Check your understanding —
[a] Transcribe the stretch of the passage on Baby Kochamma and Father Mulligan from "The character of" through "the Hindu religion.".
[b] In the passage on Baby Kochamma and Father Mulligan, what course did Baby Kochamma's father arrange for her to study?

Reverend E. John Ipe understood that her daughter achieved more than enough reputation improbable to find a husband. If she could not have a husband, then the next alternative was arranged an education. Her father arranged to study a diploma course in Ornamental Gardening at the University of Rochester in America. After two years of education at Rochester, Baby Kochamma became extremely large and there was no trace of the slim attractive girl. Baby Kochamma became more in love with father Mulligan instead of forgetting him. Her love was also more passionate than ever. Diverting her attention, her father made her the charge of the front garden of the Ayemenem house.
Father Mulligan had tried to condemn Hindu Scriptures intelligently and at last, he transgressed to his religion and faith. He became a Hindu sannyasi, a devotee of Lord Vishnu. Out of curiosity and a plan of denouncing the Hindu Scriptures, he contemplated for years. Father Mulligan’s transgressions had more complications. Even though, he was in touch with Baby Kochamma for years. He used to write and send greetings on the occasions of Diwali and New Year. Baby Kochamma had a grievance against father Mulligan. She felt that father Mulligan offended her. Father Mulligan renounced the Roman Catholic vows for embracing Hinduism. Baby Kochamma expected that he would have renounced his catholic vows for embracing the love of Baby Kochamma. Instead of loving Baby Kochamma, father Mulligan loved the Hinduism very passionately and became the preacher of Hinduism. Father Mulligan sent a photo to Baby Kochamma in which he was addressing middle-class Punjabi widows. As a Hindu Sannyasi, father Mulligan was in a saffron coloured dress and Punjabi widows were in a white dress with sari palloos over their heads. ‘A yolk addressing a sea of boiled eggs. His white beard and hair were long but combed and groomed. A saffron Santa with votive ash on his forehead.’ (The God of Small Things, 298)
The character of father Mulligan was not only migrated into India with the Roman Catholic faith. He never went back to Ireland and he settled in India as a Hindu Sannyasi. He was a typical symbol of transgression and migration in the novel. The novelist had ironically presented the character, father Mulligan. Father Mulligan’s story was presented as a scathing attack on conversions of the Hindus into Christian faith by the Christian missionaries like Ancestors of the Ayemenem family who had converted the family of Velutha into the faith of Christianity from the Hindu religion.

Given data —
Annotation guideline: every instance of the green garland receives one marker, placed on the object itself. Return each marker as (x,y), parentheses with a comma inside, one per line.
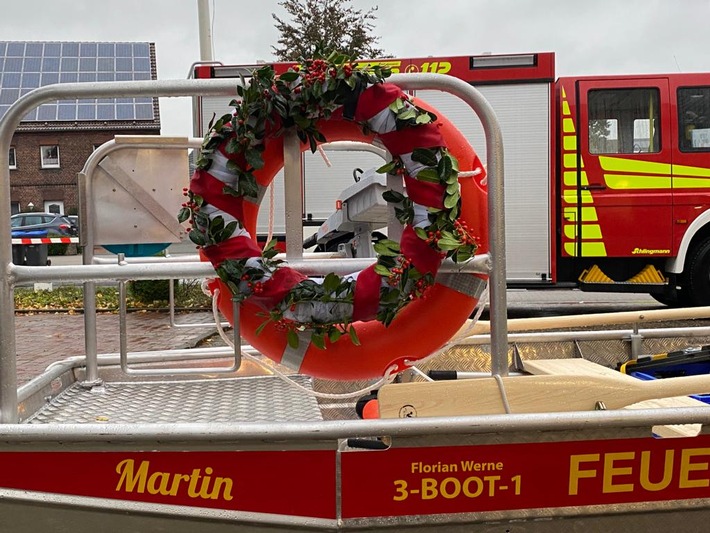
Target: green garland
(299,99)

Numbered answers —
[a]
The character of father Mulligan was not only migrated into India with the Roman Catholic faith. He never went back to Ireland and he settled in India as a Hindu Sannyasi. He was a typical symbol of transgression and migration in the novel. The novelist had ironically presented the character, father Mulligan. Father Mulligan’s story was presented as a scathing attack on conversions of the Hindus into Christian faith by the Christian missionaries like Ancestors of the Ayemenem family who had converted the family of Velutha into the faith of Christianity from the Hindu religion.

[b] A diploma course in Ornamental Gardening at the University of Rochester in America.